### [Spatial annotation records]
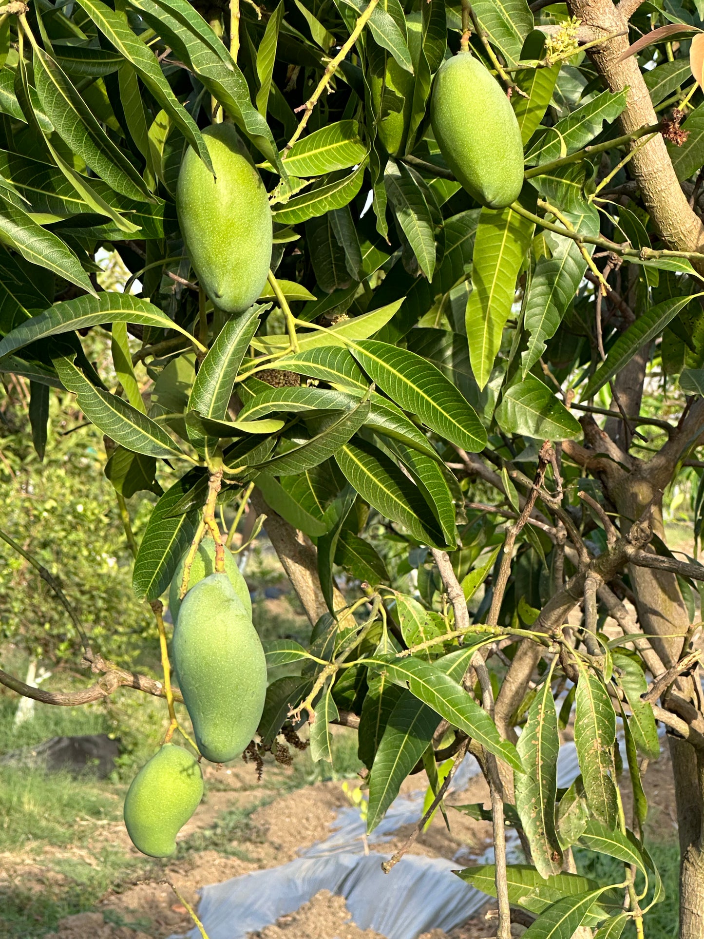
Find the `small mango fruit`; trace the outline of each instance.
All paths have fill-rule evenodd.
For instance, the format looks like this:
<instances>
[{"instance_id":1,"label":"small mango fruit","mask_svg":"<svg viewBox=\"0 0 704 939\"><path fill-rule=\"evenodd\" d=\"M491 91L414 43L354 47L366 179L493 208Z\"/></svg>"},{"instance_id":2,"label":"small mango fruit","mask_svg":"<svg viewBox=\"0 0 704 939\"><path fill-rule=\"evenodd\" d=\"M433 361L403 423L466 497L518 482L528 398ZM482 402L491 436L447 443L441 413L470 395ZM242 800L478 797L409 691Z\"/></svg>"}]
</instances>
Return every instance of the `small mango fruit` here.
<instances>
[{"instance_id":1,"label":"small mango fruit","mask_svg":"<svg viewBox=\"0 0 704 939\"><path fill-rule=\"evenodd\" d=\"M181 560L178 562L178 566L176 569L174 577L171 578L171 586L169 587L169 610L171 612L171 618L175 623L178 617L178 610L181 608L182 601L179 599L178 594L181 592L183 568L186 564L186 556L188 553L189 552L186 551ZM207 577L210 574L214 573L215 542L212 538L205 538L198 546L198 550L196 551L193 562L191 565L188 589L191 590L191 588L194 587L199 580L202 580L204 577ZM227 548L225 548L225 574L230 578L230 583L235 588L235 593L242 601L242 606L247 610L250 618L252 618L252 597L250 596L250 588L247 586L247 581L239 573L239 568L237 567L237 562L235 560L235 555Z\"/></svg>"},{"instance_id":2,"label":"small mango fruit","mask_svg":"<svg viewBox=\"0 0 704 939\"><path fill-rule=\"evenodd\" d=\"M164 744L132 779L125 798L125 826L134 847L168 857L176 837L203 798L198 761L182 747Z\"/></svg>"},{"instance_id":3,"label":"small mango fruit","mask_svg":"<svg viewBox=\"0 0 704 939\"><path fill-rule=\"evenodd\" d=\"M176 212L198 281L214 305L242 313L261 296L271 264L267 190L232 124L202 131L215 178L192 147L181 162Z\"/></svg>"},{"instance_id":4,"label":"small mango fruit","mask_svg":"<svg viewBox=\"0 0 704 939\"><path fill-rule=\"evenodd\" d=\"M267 660L226 574L210 574L188 592L172 651L198 749L212 762L234 760L262 716Z\"/></svg>"},{"instance_id":5,"label":"small mango fruit","mask_svg":"<svg viewBox=\"0 0 704 939\"><path fill-rule=\"evenodd\" d=\"M523 187L523 144L511 102L471 53L446 59L433 85L437 146L464 188L487 208L504 208Z\"/></svg>"},{"instance_id":6,"label":"small mango fruit","mask_svg":"<svg viewBox=\"0 0 704 939\"><path fill-rule=\"evenodd\" d=\"M408 13L406 18L408 31L408 51L413 70L418 69L421 55L422 13ZM403 153L408 134L413 111L413 88L416 78L402 69L390 53L372 44L369 52L369 86L372 92L374 113L381 116L376 123L376 133L387 152L392 157Z\"/></svg>"}]
</instances>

### [WORK TO DO]
Reproduce all of the data above, substituting "Provide" for "Return" and leaving everything else unchanged. Omit the pictures from your reproduction.

### [THE SOLUTION]
Find the `small mango fruit`; trace the outline of each instance.
All paths have fill-rule evenodd.
For instance, the format looks like this:
<instances>
[{"instance_id":1,"label":"small mango fruit","mask_svg":"<svg viewBox=\"0 0 704 939\"><path fill-rule=\"evenodd\" d=\"M491 91L414 43L354 47L366 179L493 208Z\"/></svg>"},{"instance_id":2,"label":"small mango fruit","mask_svg":"<svg viewBox=\"0 0 704 939\"><path fill-rule=\"evenodd\" d=\"M433 361L403 423L466 497L518 482L528 398ZM482 402L491 436L447 443L441 413L470 395ZM242 800L478 797L409 691Z\"/></svg>"}]
</instances>
Provide every instance of the `small mango fruit` here.
<instances>
[{"instance_id":1,"label":"small mango fruit","mask_svg":"<svg viewBox=\"0 0 704 939\"><path fill-rule=\"evenodd\" d=\"M181 560L178 562L178 566L176 569L174 577L171 578L171 586L169 587L169 610L171 612L171 618L175 623L178 617L178 610L181 608L182 601L179 599L178 594L181 592L183 568L186 564L186 556L188 553L189 552L186 551ZM207 577L210 574L214 573L215 542L212 538L205 538L198 546L198 550L196 551L193 562L191 565L188 589L191 590L191 588L194 587L199 580L202 580L204 577ZM227 548L225 548L225 574L230 578L230 583L235 588L235 593L242 601L242 606L247 610L250 618L252 618L252 597L250 596L250 588L247 586L247 581L239 573L239 568L237 567L237 562L235 560L235 555Z\"/></svg>"},{"instance_id":2,"label":"small mango fruit","mask_svg":"<svg viewBox=\"0 0 704 939\"><path fill-rule=\"evenodd\" d=\"M164 744L132 779L125 798L125 826L134 847L168 857L176 837L203 798L198 761L182 747Z\"/></svg>"},{"instance_id":3,"label":"small mango fruit","mask_svg":"<svg viewBox=\"0 0 704 939\"><path fill-rule=\"evenodd\" d=\"M176 212L198 281L214 305L242 313L261 296L271 264L267 190L232 124L202 131L215 178L192 147L181 162Z\"/></svg>"},{"instance_id":4,"label":"small mango fruit","mask_svg":"<svg viewBox=\"0 0 704 939\"><path fill-rule=\"evenodd\" d=\"M267 660L226 574L210 574L188 592L172 651L198 749L212 762L234 760L262 716Z\"/></svg>"},{"instance_id":5,"label":"small mango fruit","mask_svg":"<svg viewBox=\"0 0 704 939\"><path fill-rule=\"evenodd\" d=\"M523 187L523 144L511 102L471 53L446 59L433 85L437 146L464 188L487 208L504 208Z\"/></svg>"},{"instance_id":6,"label":"small mango fruit","mask_svg":"<svg viewBox=\"0 0 704 939\"><path fill-rule=\"evenodd\" d=\"M408 13L406 18L408 31L408 51L413 70L418 69L421 55L422 13ZM403 153L408 134L413 111L413 88L416 78L402 69L390 53L372 44L369 52L369 86L372 92L374 113L381 116L376 123L376 133L387 152L392 157Z\"/></svg>"}]
</instances>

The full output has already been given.